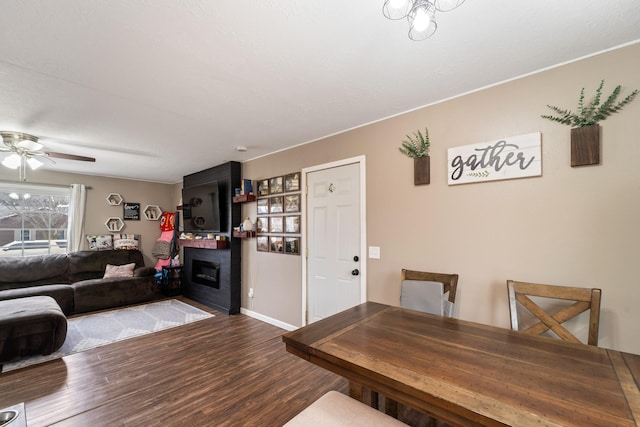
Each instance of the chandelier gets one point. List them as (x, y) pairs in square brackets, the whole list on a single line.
[(421, 14)]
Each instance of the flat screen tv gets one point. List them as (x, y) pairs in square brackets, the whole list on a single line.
[(201, 208)]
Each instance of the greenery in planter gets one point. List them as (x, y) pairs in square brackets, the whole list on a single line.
[(416, 146), (593, 112)]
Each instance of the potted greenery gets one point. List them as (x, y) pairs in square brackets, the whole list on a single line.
[(585, 134), (417, 148)]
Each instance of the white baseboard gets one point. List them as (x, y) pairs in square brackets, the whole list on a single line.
[(268, 319)]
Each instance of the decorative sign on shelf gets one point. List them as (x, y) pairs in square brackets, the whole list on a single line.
[(132, 211), (513, 157), (278, 214)]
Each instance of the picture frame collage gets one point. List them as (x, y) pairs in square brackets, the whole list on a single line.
[(279, 214)]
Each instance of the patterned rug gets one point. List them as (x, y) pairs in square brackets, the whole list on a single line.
[(98, 329)]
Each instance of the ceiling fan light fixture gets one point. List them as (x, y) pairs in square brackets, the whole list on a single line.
[(421, 14), (30, 145), (12, 161), (34, 163)]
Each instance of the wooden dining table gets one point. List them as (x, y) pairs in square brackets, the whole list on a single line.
[(470, 374)]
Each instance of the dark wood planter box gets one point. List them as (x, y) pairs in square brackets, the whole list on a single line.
[(585, 146), (421, 171)]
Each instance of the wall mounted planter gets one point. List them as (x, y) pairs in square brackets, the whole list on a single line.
[(421, 170), (585, 146)]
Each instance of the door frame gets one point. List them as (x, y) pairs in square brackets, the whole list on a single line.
[(361, 161)]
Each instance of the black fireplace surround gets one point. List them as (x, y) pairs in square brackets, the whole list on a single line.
[(212, 276)]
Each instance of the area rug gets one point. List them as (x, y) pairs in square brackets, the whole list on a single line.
[(98, 329)]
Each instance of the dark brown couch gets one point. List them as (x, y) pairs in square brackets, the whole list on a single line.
[(75, 280)]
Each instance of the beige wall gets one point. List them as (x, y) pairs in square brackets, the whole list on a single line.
[(98, 210), (572, 226)]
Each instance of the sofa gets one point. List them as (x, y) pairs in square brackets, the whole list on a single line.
[(76, 280)]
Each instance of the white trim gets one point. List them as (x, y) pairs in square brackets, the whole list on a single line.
[(268, 319), (361, 160)]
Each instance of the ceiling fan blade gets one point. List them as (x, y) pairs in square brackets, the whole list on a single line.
[(29, 145), (69, 156)]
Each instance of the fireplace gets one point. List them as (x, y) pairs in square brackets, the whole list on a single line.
[(208, 278), (205, 273)]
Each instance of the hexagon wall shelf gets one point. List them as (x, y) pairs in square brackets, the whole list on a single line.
[(114, 224)]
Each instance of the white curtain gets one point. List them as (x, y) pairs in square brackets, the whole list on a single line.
[(77, 203)]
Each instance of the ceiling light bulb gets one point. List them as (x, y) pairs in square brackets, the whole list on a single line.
[(422, 21), (13, 161), (396, 9), (34, 163)]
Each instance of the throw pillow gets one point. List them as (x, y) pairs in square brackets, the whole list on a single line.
[(100, 242), (119, 270), (126, 241)]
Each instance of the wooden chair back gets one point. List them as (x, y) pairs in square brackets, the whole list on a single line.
[(450, 281), (584, 299)]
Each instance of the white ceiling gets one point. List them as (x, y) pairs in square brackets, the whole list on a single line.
[(157, 89)]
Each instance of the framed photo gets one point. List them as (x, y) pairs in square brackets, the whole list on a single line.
[(275, 185), (292, 203), (275, 224), (263, 206), (131, 211), (292, 245), (275, 204), (263, 243), (292, 182), (262, 224), (292, 224), (276, 244), (263, 187)]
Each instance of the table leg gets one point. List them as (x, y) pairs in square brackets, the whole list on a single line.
[(355, 391), (390, 407)]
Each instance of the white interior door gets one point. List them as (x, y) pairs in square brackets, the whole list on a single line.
[(334, 240)]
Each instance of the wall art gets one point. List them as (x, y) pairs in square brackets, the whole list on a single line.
[(513, 157)]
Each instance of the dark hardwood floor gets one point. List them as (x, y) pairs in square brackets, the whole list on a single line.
[(222, 371)]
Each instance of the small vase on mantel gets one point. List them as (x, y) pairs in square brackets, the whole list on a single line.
[(421, 170), (585, 146)]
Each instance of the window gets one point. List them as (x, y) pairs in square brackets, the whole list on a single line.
[(33, 219)]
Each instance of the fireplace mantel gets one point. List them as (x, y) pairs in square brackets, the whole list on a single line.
[(204, 243)]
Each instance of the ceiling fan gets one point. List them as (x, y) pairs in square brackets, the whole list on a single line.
[(25, 150)]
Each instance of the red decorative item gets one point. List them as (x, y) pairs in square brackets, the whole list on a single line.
[(167, 221)]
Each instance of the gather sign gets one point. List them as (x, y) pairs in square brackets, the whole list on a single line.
[(513, 157)]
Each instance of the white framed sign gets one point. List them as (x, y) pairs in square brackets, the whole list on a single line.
[(513, 157)]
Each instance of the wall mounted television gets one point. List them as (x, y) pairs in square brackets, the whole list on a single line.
[(201, 208)]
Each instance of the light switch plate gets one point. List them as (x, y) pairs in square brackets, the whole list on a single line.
[(374, 252)]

> _Aim of the exercise_: Word for word, set down every record, keeping the images out.

> _Solution_:
Each instance of the chandelier gets one point. List them as (x, y) pairs in square brackets, the whole list on a single line.
[(421, 14)]
Each instance of the flat screen tv gets one point. List them as (x, y) pairs in square brackets, the whole list on a single line.
[(201, 208)]
Each instance of the greenery in planter gets one point. List them as (x, y) pairs in square brackets, the whole list on a single line.
[(416, 146), (593, 112)]
Each instance of the potted greenery gets one point. List them as (x, y) pairs in square brackets, the whole list on a single line.
[(585, 134), (417, 148)]
Each instance of the white baseboard gets one point. List them as (x, y) pairs in square brackets, the whole list on a single line.
[(268, 319)]
Each instance of the decorative sign on shelf gets one point. List them as (x, y) pairs in square brackets, the whole list on a single line.
[(132, 211), (513, 157), (278, 214)]
Each instance of the picture frame collage gets one point. List them as (x, y) pairs in square brackets, the whole list on a single line.
[(279, 214)]
Each instance of the patterned rug gets one point. List them as (x, y) pairs in square brackets, the whole list on a single line.
[(98, 329)]
Each instance of the ceiling fan light fixture gets one point. List them as (x, y) pairs in square brackets, the whole list on a single line.
[(421, 14), (30, 145), (12, 161), (34, 163)]
Each instance of the wooden dining table gets one point. List them as (x, y) pairs in square brackets, the whole list on a single line.
[(470, 374)]
Each instance of the dark wood planter box gets one point. List them as (x, y) pairs in square brackets, the whole list on a single line.
[(585, 146), (421, 171)]
Each instance of the wall mounted planter gets one point. List them as (x, y) pairs in square brackets, the whole list on a single line.
[(421, 170), (585, 146)]
Each instance of the door frame gets one point. List them as (x, y) pairs in square brackets, the whole list on a single line.
[(361, 161)]
Each instance of the black fireplace surround gets one point. List them as (x, y) pairs in square brackets, the whole list on a single line.
[(212, 276)]
Each instance of the area rug gets one point. List them as (x, y) pairs in square brackets, the whole list on a single line.
[(98, 329)]
Each instance of the dark brown couch gets one point. List them as (x, y) pairs in square brackets, the whole list on a single line.
[(75, 280)]
Each instance of the beige wall gets one point. List them as (x, y) pairs in square brackets, the whole list on a single line.
[(98, 210), (572, 226)]
Each instance of the sofa gets one point. List them as (x, y) pairs in square brackets, the whole list on a single line.
[(76, 280)]
Each instance of the white trim gets one point. List them as (x, y) pairs in square brackets, the whole list on a single line.
[(268, 319), (361, 160)]
Each instance of the ceiling fan blade gets one point. List them as (x, y) pairs in square brackets, the whole list on a single line.
[(29, 145), (69, 156)]
Each instance of the fireplace gets one point. List them as (x, y) pairs in square brackets, the whole list on a single line.
[(208, 278), (205, 273)]
Each instance of the hexagon wall shelf gets one point. List them as (x, y) pairs in square brackets, the whole list on a single line.
[(114, 224)]
Each instance of the white curtain gets one point. List them as (x, y) pairs in square brackets, the whole list on a single line.
[(77, 203)]
Each instance of the ceiling light bulb gets one point. List them as (x, y) pairs in square brackets, the whole list on a single line.
[(422, 21), (13, 161), (396, 9), (34, 163)]
Each instance of the throw pillow gets one point. List them as (x, y) pairs in square brackets, the whole list on a single line.
[(100, 242), (119, 270), (126, 241)]
Each instance of the wooden chair back gets one point. List them as (x, y) pairs in square brackets, the whole list on a single line.
[(450, 281), (584, 299)]
Each instance of the white ceiling gets one point. List them as (x, y) pairs in square brackets, the whole list on a single line.
[(157, 89)]
Each instance of the framed photo gets one point. List them as (x, y) pairs in square brackets, the whole list on a single line.
[(275, 185), (292, 203), (275, 224), (263, 206), (131, 211), (292, 245), (275, 204), (263, 243), (292, 182), (262, 224), (292, 224), (276, 244), (263, 187)]
Each instance of the table leg gets one point. List them as (x, y) pairs in square brackets, the whole list on a single line.
[(355, 391), (390, 407)]
Each instance of the white interior door gets one point. List them as (x, y) pairs in square brackets, the whole list on a single line.
[(334, 240)]
Each instance of the wall art gets one point. List them as (x, y) pairs in square brackets, the whole list on a single line.
[(513, 157)]
Each instance of the dark hardwood floor gets one point. List them as (x, y) pairs in square brackets, the whole list on a single line.
[(222, 371)]
Each instance of the small vase on mantel gets one point. List them as (x, y) pairs in square brackets, the whole list on a single line.
[(421, 170), (585, 146)]
Each instance of the window gets one point. List them as (x, y) pairs in square brackets, the whole list on a single line.
[(33, 219)]
Each instance of the fireplace mantel gets one point. List them as (x, y) pairs in square brackets, the whole list on a single line.
[(204, 243)]
Each instance of the ceiling fan gets one point. List them as (x, y) pairs in square brackets, the whole list on a single line.
[(25, 150)]
Each instance of the red decorative item gets one point. List them as (x, y) pairs in square brackets, the whole list on a single line.
[(167, 221)]
Each instance of the gather sign gets one point. List them as (x, y) pairs in square brackets, the whole list on a single line.
[(513, 157)]
Each instance of the white framed sign gets one point. List them as (x, y) pairs in square brackets, the whole list on a single line.
[(513, 157)]
Each instance of the wall mounted television gets one point. List them as (x, y) pairs in square brackets, the whole list on a single line.
[(201, 208)]
Each instance of the light switch plate gets one point. List them as (x, y) pairs in square brackets, the whole list on a single line.
[(374, 252)]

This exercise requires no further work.